THE RECORDS
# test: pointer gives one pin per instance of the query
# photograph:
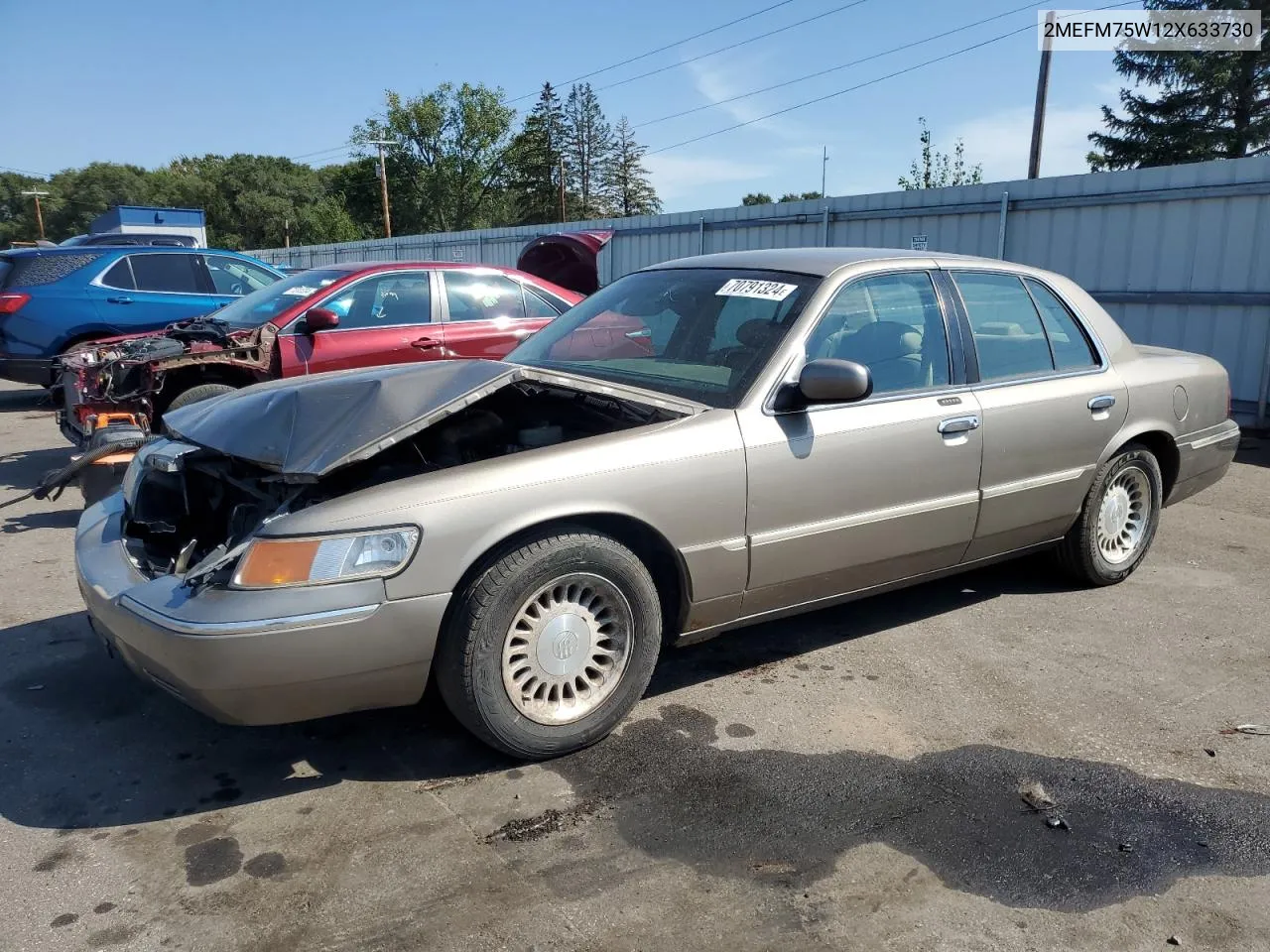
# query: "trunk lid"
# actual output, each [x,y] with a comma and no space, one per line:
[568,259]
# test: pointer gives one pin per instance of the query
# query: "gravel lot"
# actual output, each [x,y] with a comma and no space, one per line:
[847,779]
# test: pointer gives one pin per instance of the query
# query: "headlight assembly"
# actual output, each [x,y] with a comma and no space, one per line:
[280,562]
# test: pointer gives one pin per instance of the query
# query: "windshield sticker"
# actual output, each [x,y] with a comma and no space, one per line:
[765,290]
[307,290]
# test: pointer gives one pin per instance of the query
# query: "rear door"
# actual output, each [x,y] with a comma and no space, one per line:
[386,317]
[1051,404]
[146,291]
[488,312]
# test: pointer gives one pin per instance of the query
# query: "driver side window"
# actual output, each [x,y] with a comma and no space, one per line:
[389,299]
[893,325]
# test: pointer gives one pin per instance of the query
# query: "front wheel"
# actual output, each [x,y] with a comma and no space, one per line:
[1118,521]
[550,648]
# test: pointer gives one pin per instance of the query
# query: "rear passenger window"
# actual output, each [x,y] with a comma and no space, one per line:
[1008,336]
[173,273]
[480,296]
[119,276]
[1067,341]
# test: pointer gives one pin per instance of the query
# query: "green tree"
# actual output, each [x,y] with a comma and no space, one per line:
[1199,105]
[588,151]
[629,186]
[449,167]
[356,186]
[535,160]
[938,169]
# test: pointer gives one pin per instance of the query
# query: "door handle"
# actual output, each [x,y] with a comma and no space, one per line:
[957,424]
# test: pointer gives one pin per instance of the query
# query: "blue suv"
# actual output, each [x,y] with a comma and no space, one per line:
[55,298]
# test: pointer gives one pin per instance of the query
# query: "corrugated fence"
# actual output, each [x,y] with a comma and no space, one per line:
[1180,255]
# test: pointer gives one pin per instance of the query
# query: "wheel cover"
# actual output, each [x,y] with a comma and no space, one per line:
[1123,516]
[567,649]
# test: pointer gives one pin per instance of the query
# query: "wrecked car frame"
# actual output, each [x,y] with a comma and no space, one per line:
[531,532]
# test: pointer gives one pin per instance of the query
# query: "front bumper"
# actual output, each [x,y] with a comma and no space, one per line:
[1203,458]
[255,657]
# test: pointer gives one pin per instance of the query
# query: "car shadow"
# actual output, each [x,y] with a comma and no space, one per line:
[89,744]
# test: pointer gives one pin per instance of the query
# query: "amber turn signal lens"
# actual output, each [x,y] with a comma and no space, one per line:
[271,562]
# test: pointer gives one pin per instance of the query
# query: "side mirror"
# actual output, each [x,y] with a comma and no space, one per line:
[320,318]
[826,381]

--

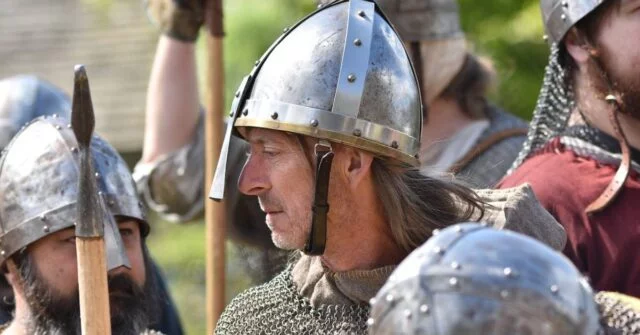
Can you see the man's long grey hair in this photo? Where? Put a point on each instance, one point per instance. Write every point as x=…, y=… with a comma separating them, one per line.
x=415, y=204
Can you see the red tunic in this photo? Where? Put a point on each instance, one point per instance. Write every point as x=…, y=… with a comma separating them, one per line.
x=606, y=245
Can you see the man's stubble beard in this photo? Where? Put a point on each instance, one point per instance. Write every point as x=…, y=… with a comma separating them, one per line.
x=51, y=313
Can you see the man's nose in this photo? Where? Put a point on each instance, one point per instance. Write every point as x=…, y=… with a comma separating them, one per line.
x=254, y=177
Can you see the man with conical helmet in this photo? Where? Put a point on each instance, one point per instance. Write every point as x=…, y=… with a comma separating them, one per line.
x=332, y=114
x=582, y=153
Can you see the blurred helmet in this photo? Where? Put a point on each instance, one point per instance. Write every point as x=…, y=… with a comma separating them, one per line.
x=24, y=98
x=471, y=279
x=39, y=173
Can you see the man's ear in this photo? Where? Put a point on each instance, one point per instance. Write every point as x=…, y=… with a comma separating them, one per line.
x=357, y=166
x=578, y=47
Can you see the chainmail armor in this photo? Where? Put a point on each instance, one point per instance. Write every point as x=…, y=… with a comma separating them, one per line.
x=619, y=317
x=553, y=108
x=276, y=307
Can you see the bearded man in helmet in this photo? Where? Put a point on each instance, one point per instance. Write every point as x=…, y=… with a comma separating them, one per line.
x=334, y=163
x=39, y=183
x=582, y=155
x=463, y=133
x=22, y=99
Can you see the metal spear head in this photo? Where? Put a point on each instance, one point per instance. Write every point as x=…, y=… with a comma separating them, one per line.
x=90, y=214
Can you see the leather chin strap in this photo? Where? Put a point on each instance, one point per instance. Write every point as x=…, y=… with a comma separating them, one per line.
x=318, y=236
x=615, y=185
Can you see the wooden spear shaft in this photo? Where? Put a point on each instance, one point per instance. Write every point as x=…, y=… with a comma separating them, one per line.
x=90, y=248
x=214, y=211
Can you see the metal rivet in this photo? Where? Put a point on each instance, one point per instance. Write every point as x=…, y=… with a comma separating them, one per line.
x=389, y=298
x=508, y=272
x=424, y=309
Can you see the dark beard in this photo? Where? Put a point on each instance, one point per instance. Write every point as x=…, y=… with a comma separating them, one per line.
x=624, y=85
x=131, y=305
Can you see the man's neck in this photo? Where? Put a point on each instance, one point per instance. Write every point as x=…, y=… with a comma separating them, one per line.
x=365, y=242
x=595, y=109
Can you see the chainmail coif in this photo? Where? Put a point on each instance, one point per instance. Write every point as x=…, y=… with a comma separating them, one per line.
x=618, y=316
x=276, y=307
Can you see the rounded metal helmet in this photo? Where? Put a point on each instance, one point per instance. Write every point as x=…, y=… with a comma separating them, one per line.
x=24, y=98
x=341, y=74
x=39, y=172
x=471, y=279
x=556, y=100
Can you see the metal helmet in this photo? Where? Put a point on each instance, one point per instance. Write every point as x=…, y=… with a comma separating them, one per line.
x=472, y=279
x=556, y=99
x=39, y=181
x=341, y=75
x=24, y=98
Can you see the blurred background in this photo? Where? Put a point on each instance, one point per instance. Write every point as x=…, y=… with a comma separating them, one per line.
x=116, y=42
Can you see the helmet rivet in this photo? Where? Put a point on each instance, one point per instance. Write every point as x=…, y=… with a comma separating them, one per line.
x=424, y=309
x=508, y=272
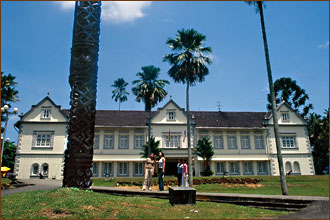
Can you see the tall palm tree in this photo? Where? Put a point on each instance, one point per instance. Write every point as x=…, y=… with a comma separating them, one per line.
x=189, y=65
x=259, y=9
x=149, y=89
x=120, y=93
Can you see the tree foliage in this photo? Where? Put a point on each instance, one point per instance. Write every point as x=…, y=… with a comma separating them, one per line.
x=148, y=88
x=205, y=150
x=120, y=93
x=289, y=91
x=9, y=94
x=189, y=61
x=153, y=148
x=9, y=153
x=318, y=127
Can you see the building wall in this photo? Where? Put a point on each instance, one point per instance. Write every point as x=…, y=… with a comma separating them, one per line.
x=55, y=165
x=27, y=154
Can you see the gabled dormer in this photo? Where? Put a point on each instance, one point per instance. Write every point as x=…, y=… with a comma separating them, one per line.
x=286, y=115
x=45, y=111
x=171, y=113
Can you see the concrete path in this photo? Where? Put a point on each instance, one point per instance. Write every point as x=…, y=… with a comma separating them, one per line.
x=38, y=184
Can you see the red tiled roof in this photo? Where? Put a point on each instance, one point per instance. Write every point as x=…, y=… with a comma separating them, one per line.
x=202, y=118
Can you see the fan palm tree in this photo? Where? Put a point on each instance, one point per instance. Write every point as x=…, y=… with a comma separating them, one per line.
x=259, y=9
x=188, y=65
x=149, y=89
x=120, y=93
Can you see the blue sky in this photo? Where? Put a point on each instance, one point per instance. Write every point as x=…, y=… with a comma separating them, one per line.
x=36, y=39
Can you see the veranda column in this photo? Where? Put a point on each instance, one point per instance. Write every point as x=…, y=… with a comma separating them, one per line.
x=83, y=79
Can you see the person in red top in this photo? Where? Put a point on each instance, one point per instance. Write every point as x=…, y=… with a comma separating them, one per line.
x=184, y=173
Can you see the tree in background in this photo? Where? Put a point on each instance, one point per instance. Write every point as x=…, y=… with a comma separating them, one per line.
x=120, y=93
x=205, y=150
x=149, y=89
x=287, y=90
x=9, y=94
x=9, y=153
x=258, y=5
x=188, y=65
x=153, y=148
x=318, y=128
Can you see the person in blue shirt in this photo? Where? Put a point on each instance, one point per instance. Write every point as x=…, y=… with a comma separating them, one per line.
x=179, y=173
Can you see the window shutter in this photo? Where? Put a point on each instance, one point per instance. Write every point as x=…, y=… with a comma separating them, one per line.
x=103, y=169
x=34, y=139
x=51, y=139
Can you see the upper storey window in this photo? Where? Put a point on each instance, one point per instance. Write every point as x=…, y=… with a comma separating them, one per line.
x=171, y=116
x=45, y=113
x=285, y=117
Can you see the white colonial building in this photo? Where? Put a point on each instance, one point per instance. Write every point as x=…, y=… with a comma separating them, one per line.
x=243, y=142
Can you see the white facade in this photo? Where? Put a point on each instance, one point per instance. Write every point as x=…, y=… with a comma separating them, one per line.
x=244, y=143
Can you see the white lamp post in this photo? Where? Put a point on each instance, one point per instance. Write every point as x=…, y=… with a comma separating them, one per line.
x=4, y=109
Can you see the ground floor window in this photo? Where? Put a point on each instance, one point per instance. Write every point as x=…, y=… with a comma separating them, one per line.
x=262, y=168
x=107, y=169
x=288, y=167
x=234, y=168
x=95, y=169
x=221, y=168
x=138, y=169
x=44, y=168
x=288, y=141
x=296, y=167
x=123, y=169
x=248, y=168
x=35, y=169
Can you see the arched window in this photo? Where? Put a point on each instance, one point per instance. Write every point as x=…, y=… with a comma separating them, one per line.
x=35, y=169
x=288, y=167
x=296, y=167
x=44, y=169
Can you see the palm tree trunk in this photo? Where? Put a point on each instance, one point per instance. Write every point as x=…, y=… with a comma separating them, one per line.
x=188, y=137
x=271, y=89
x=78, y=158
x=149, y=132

...

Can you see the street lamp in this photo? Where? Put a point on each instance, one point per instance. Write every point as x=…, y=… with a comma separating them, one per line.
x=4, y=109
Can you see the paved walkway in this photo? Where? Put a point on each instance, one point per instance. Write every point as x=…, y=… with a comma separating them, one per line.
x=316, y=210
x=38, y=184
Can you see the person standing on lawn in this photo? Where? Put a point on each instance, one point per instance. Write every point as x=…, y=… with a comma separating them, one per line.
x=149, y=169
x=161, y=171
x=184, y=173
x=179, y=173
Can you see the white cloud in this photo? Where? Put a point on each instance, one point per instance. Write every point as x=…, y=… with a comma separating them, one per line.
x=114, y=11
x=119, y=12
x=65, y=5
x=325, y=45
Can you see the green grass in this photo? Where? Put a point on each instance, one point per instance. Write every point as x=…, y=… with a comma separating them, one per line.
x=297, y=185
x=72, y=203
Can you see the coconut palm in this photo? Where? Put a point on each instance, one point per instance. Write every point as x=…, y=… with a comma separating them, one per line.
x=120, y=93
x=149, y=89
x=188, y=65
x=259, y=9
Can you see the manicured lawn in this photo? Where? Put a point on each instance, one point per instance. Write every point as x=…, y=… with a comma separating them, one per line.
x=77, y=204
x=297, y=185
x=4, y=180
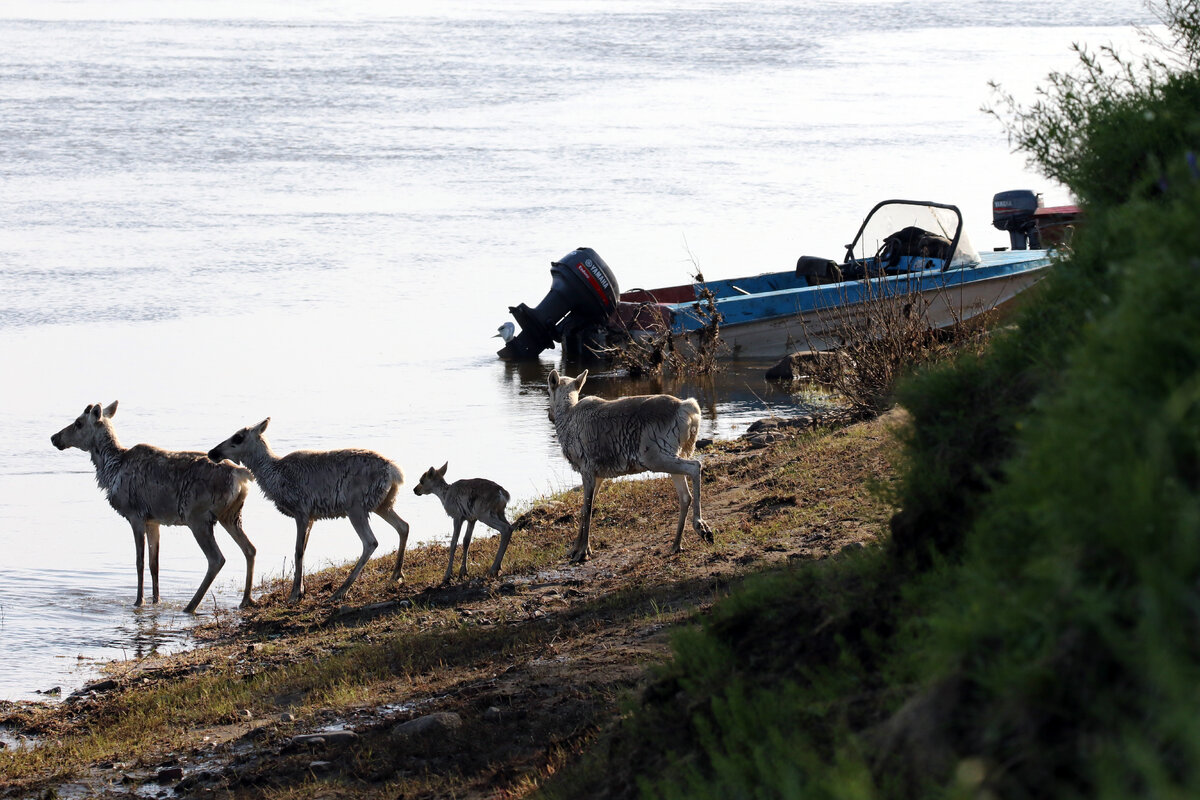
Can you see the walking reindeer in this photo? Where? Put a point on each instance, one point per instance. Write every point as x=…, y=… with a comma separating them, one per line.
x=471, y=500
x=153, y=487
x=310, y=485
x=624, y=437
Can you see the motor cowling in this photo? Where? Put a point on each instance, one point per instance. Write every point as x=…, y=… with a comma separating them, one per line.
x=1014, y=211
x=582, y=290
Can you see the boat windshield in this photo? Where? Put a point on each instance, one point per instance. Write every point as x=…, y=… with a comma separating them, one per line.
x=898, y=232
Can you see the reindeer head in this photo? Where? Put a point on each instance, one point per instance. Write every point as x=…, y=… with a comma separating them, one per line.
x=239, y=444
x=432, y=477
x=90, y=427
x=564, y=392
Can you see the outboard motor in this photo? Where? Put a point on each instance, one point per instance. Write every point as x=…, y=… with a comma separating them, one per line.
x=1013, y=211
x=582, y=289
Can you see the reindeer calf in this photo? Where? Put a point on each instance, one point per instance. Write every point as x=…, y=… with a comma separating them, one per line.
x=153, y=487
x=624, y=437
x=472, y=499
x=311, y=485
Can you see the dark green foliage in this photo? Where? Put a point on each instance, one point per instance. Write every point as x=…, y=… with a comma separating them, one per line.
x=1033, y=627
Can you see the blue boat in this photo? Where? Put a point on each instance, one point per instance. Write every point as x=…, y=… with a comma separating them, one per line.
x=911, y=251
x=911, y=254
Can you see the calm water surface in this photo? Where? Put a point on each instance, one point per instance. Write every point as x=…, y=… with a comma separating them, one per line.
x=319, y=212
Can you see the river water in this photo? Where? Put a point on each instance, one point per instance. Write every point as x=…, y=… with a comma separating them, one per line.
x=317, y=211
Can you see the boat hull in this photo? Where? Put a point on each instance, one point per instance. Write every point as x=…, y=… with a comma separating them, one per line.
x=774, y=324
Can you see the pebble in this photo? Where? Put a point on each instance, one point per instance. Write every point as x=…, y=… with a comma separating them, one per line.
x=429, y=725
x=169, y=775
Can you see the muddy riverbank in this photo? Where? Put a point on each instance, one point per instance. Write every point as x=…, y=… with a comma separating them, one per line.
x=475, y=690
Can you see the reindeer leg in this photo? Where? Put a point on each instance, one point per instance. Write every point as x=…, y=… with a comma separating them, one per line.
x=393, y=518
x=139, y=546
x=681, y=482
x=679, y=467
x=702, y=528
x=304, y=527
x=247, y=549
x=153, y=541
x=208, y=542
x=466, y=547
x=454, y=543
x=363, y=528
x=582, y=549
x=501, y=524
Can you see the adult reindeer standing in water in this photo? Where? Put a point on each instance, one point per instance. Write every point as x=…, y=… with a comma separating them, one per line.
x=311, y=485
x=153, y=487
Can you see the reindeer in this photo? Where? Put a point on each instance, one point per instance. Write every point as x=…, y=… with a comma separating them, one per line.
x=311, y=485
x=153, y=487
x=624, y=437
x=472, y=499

PROMPT
Where does the word "side" appear in the listing? List each line that holds it.

ANSWER
# query: "driver side window"
# query: "side mirror"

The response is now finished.